[[ TASK MATERIAL open ]]

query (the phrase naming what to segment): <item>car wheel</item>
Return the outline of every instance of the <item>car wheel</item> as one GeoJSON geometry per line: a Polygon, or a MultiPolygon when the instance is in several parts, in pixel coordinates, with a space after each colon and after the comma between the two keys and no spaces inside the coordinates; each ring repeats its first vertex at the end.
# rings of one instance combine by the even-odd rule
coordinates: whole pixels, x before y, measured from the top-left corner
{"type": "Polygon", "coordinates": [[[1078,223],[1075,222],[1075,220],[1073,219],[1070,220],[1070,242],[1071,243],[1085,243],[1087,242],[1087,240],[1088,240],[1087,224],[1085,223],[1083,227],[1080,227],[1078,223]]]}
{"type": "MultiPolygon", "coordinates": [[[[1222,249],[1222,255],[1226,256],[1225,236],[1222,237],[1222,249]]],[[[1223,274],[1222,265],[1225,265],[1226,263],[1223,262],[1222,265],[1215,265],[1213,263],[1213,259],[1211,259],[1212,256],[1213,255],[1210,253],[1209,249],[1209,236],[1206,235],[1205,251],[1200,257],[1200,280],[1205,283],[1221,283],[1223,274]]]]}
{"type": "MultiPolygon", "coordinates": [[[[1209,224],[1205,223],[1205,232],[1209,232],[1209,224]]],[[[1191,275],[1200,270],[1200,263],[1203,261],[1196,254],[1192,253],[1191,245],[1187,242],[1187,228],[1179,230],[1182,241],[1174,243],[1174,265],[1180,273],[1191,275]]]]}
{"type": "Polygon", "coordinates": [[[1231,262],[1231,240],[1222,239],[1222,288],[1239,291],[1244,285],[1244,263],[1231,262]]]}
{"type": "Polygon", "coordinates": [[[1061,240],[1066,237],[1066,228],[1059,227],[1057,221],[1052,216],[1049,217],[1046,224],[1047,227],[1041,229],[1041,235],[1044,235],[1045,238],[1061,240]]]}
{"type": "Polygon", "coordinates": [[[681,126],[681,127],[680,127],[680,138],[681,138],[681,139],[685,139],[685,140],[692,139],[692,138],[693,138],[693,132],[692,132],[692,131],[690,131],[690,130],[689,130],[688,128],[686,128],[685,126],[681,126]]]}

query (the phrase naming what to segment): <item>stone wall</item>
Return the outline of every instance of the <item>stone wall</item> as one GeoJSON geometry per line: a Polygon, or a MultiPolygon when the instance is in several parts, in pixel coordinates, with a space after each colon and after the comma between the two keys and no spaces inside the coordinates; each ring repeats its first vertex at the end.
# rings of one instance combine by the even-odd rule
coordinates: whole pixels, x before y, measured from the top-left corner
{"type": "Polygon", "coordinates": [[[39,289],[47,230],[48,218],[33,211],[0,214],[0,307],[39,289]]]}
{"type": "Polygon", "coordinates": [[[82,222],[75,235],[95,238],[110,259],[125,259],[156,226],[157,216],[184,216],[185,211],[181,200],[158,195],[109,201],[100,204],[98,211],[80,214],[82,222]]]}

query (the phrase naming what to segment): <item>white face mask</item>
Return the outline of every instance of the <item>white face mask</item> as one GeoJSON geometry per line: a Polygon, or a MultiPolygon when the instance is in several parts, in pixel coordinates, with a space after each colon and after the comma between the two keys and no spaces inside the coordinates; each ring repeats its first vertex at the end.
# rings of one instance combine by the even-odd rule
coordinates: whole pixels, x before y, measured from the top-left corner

[[ TASK MATERIAL closed ]]

▸ **TASK TO COMPLETE**: Your answer should be the records above, set down exactly.

▸ **REPLY**:
query (the phrase naming what to segment): <item>car wheel</item>
Return the outline of every instance of the <item>car wheel</item> as one GeoJSON geometry per line: a Polygon, or a MultiPolygon when the instance is in several parts, in pixel coordinates, with a space after each colon and after the comma between the two keys and no spaces inside the coordinates; each ring repeats its first vertex at the end.
# rings of one instance combine by the even-odd rule
coordinates: whole pixels, x before y, measured from the top-left corner
{"type": "Polygon", "coordinates": [[[1078,223],[1075,222],[1075,220],[1073,219],[1070,220],[1070,242],[1071,243],[1085,243],[1087,242],[1087,240],[1088,240],[1087,224],[1085,223],[1083,227],[1080,227],[1078,223]]]}
{"type": "MultiPolygon", "coordinates": [[[[1222,249],[1222,255],[1226,256],[1225,236],[1222,237],[1222,249]]],[[[1223,274],[1222,265],[1225,265],[1226,263],[1223,262],[1222,265],[1215,265],[1213,263],[1213,259],[1211,259],[1212,256],[1213,255],[1210,253],[1209,249],[1209,236],[1206,235],[1205,251],[1200,257],[1200,280],[1205,283],[1221,283],[1223,274]]]]}
{"type": "MultiPolygon", "coordinates": [[[[1209,224],[1205,223],[1205,232],[1209,232],[1209,224]]],[[[1191,275],[1200,270],[1200,263],[1203,261],[1196,254],[1192,253],[1191,245],[1187,242],[1187,228],[1179,230],[1182,241],[1174,243],[1174,265],[1180,273],[1191,275]]]]}
{"type": "Polygon", "coordinates": [[[1231,262],[1231,240],[1222,239],[1222,288],[1239,291],[1244,285],[1244,263],[1231,262]]]}
{"type": "Polygon", "coordinates": [[[1061,240],[1066,237],[1066,228],[1059,227],[1057,221],[1052,216],[1049,217],[1046,224],[1047,227],[1041,229],[1041,235],[1044,235],[1045,238],[1061,240]]]}
{"type": "Polygon", "coordinates": [[[681,126],[681,127],[680,127],[680,138],[681,138],[681,139],[685,139],[685,140],[692,139],[692,138],[693,138],[693,132],[692,132],[692,131],[690,131],[690,130],[689,130],[688,128],[686,128],[685,126],[681,126]]]}

query (the phrase naming what to segment): <item>stone wall</item>
Return the outline of every instance of the <item>stone wall</item> as one GeoJSON geometry per line: a Polygon, or a MultiPolygon when the instance is in several parts, in pixel coordinates, with a space after each colon and after the comma between the two keys and no spaces inside the coordinates; each ring repeats its first vertex at the end.
# rings of one instance combine by the even-odd rule
coordinates: whole pixels, x before y, measured from the top-left corner
{"type": "Polygon", "coordinates": [[[39,289],[47,230],[48,218],[33,211],[0,214],[0,307],[39,289]]]}
{"type": "Polygon", "coordinates": [[[82,222],[75,235],[95,238],[110,259],[125,259],[156,226],[157,216],[184,216],[185,211],[181,200],[158,195],[109,201],[100,204],[98,211],[80,214],[82,222]]]}

query (the phrase naming what to segment): <item>white face mask</item>
Return the outline of every instance of the <item>white face mask</item> as one GeoJSON geometry per line: a Polygon, or a MultiPolygon when the instance is in several parts, in pixel coordinates, with a space after each colon and after the comma between the two keys and no spaces inside the coordinates; each ring repeats its first vertex at the end.
# rings of one instance combine by the even-odd rule
coordinates: whole pixels, x before y, measured from the top-left corner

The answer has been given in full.